The Supreme Court also recently granted review to The People v . Pacific Bell et al., 89 Cal. App. 4th 844 (2001) ("Orloff"), cert. granted at 2001 Cal. LEXIS 6353), a lawsuit filed by three Bay Area Counties against Pacific Bell under California's Unfair Competition
Law ("UCL" Cal. Bus. & Prof. Code §17200 et seq.). At issue in Orloff is whether Section 1759 bars UCL actions by law enforcement agencies against utilities that are subject to administrative
proceedings at the CPUC. Together, these two cases will help define the scope of Section 1759, and will set precedent that
may determine the future viability of civil actions against utilities subject to CPUC jurisdiction.
The Hartwell Case
In Hartwell, over three hundred plaintiffs filed personal injury actions against regulated and unregulated water providers, alleging
that these companies delivered contaminated well water to plaintiffs. Shortly after plaintiffs filed their actions, the CPUC
issued an Order Instituting Investigation (OII) to inquire into well water quality in California. Defendants responded to
the OII by filing motions to dismiss for lack of subject matter jurisdiction based on Section 1759, alleging that the courts
lacked jurisdiction to interfere with the ongoing CPUC investigation. The various Superior Courts reached inconsistent decisions
on the issue, and all appeals and writs were consolidated into a single action before the Court of Appeal.
+ + + +
Requirements:
**A)** From the Section 1759 passage, extract the text beginning at the words "The Supreme Court" and ending after the words "to CPUC jurisdiction.".
**B)** List every court named in the Section 1759 passage.
+ + + +
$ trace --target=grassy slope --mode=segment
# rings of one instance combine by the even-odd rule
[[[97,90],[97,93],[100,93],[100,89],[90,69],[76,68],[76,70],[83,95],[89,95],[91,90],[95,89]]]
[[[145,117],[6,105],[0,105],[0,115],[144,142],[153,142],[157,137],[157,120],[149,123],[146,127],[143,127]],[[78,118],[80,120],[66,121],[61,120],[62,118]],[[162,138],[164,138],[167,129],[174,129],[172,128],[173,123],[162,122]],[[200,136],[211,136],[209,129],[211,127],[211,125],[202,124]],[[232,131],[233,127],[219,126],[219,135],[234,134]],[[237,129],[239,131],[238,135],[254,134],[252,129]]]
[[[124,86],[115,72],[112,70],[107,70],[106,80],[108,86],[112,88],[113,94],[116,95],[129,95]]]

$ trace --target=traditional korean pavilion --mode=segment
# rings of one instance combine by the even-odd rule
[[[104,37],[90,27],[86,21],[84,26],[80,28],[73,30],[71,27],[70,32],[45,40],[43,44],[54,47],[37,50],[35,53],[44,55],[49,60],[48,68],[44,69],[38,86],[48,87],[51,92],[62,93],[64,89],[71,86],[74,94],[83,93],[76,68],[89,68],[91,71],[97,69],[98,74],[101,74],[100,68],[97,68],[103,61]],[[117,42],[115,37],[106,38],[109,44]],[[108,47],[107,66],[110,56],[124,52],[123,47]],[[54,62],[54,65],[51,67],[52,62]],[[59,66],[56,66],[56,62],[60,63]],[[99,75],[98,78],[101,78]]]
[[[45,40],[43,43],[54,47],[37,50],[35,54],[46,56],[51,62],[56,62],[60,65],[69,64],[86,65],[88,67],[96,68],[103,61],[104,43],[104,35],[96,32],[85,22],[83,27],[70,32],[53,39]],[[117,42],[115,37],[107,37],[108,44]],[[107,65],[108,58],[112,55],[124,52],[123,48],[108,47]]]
+ + + +
The results:
**A)**
The Supreme Court also recently granted review to The People v . Pacific Bell et al., 89 Cal. App. 4th 844 (2001) ("Orloff"), cert. granted at 2001 Cal. LEXIS 6353), a lawsuit filed by three Bay Area Counties against Pacific Bell under California's Unfair Competition
Law ("UCL" Cal. Bus. & Prof. Code §17200 et seq.). At issue in Orloff is whether Section 1759 bars UCL actions by law enforcement agencies against utilities that are subject to administrative
proceedings at the CPUC. Together, these two cases will help define the scope of Section 1759, and will set precedent that
may determine the future viability of civil actions against utilities subject to CPUC jurisdiction.

**B)**
- Supreme Court
- Superior Courts
- Court of Appeal